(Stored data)
• • • •

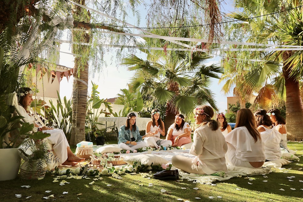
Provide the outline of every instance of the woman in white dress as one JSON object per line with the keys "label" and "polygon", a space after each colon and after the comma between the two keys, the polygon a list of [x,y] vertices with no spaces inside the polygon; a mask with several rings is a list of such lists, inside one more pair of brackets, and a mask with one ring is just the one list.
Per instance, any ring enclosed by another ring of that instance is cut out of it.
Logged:
{"label": "woman in white dress", "polygon": [[227,144],[218,122],[211,119],[213,110],[209,106],[199,106],[194,113],[195,123],[199,125],[194,132],[194,143],[189,153],[196,157],[175,155],[171,158],[171,163],[189,173],[211,175],[220,171],[226,173],[225,156]]}
{"label": "woman in white dress", "polygon": [[220,124],[219,128],[223,135],[226,135],[231,131],[231,127],[227,123],[226,118],[222,112],[217,115],[217,121]]}
{"label": "woman in white dress", "polygon": [[168,128],[166,140],[171,141],[173,147],[180,147],[191,142],[191,129],[185,122],[184,116],[178,114],[176,115],[175,123]]}
{"label": "woman in white dress", "polygon": [[275,126],[276,129],[282,135],[280,145],[282,148],[288,150],[289,149],[287,147],[287,131],[285,125],[286,121],[280,114],[280,111],[278,109],[270,109],[267,113],[267,115],[269,116],[270,120]]}
{"label": "woman in white dress", "polygon": [[152,132],[152,136],[147,137],[144,139],[146,143],[147,147],[152,147],[157,149],[161,148],[160,146],[168,147],[171,145],[171,141],[170,140],[161,140],[160,135],[165,135],[164,123],[161,120],[160,112],[157,109],[152,111],[152,120],[147,122],[145,132],[148,133]]}
{"label": "woman in white dress", "polygon": [[83,161],[85,158],[80,158],[75,156],[71,150],[69,145],[66,139],[65,134],[62,130],[53,129],[46,126],[40,127],[36,121],[35,118],[31,114],[28,107],[33,101],[33,92],[29,88],[22,88],[19,89],[17,94],[18,102],[18,106],[20,116],[24,117],[27,122],[33,123],[37,127],[38,131],[51,134],[46,138],[48,143],[52,145],[53,153],[56,156],[58,164],[65,165],[74,166],[79,162]]}
{"label": "woman in white dress", "polygon": [[227,161],[235,166],[262,167],[265,161],[264,145],[250,110],[239,110],[235,129],[225,136],[225,140],[228,147]]}
{"label": "woman in white dress", "polygon": [[282,152],[280,149],[281,134],[272,125],[270,118],[265,109],[259,109],[255,112],[255,118],[258,129],[264,144],[265,161],[281,158]]}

• • • •

## SET TASK
Copy the records above exactly. The pictures are not part of the copy.

## ANSWER FOR THIS EXERCISE
Provide the outline of every instance of the woman in white dress as one JSON object per line with the keys "label" and "polygon", a space after each colon and after the comma between the two keys, the polygon a list of [x,y] vertices with no spaces inside the polygon; a mask with several rings is a list of such lists, inside one more pair of brackets, and a mask with one ring is just the one list.
Per instance, any ring enclosed by another ring of that instance is cut out of it.
Logged:
{"label": "woman in white dress", "polygon": [[227,144],[218,122],[211,119],[213,110],[209,106],[199,106],[194,113],[195,123],[199,125],[194,132],[194,143],[189,153],[196,157],[175,155],[171,158],[171,163],[189,173],[211,175],[220,171],[226,173],[225,156]]}
{"label": "woman in white dress", "polygon": [[220,124],[219,128],[223,135],[226,135],[231,131],[231,127],[227,123],[226,118],[222,112],[217,115],[217,121]]}
{"label": "woman in white dress", "polygon": [[168,128],[166,140],[171,141],[173,147],[180,147],[191,142],[191,129],[185,122],[184,116],[178,114],[176,115],[175,123]]}
{"label": "woman in white dress", "polygon": [[275,126],[276,129],[282,135],[280,145],[282,148],[288,150],[289,149],[287,147],[287,131],[285,125],[286,121],[280,114],[280,111],[278,109],[270,109],[267,113],[267,115],[269,116],[270,120]]}
{"label": "woman in white dress", "polygon": [[152,132],[152,136],[147,137],[144,139],[146,143],[147,147],[152,147],[157,149],[161,148],[160,146],[168,147],[171,145],[171,141],[170,140],[161,140],[160,135],[165,135],[164,123],[161,120],[160,112],[157,109],[152,111],[152,120],[147,122],[145,132],[148,133]]}
{"label": "woman in white dress", "polygon": [[83,161],[85,158],[80,158],[75,156],[71,150],[69,145],[66,139],[65,134],[62,130],[53,129],[46,126],[40,127],[36,121],[35,118],[31,114],[28,107],[33,101],[33,92],[29,88],[22,88],[19,89],[17,94],[18,102],[18,106],[20,116],[24,117],[27,122],[33,123],[37,127],[38,131],[51,134],[46,138],[48,143],[52,145],[53,153],[56,156],[58,164],[65,165],[74,166],[79,162]]}
{"label": "woman in white dress", "polygon": [[227,161],[235,166],[262,167],[265,161],[264,145],[250,110],[239,110],[235,129],[225,136],[225,140],[228,147]]}
{"label": "woman in white dress", "polygon": [[282,152],[280,149],[281,134],[272,125],[270,118],[265,109],[259,109],[255,112],[255,118],[258,129],[264,144],[265,161],[281,158]]}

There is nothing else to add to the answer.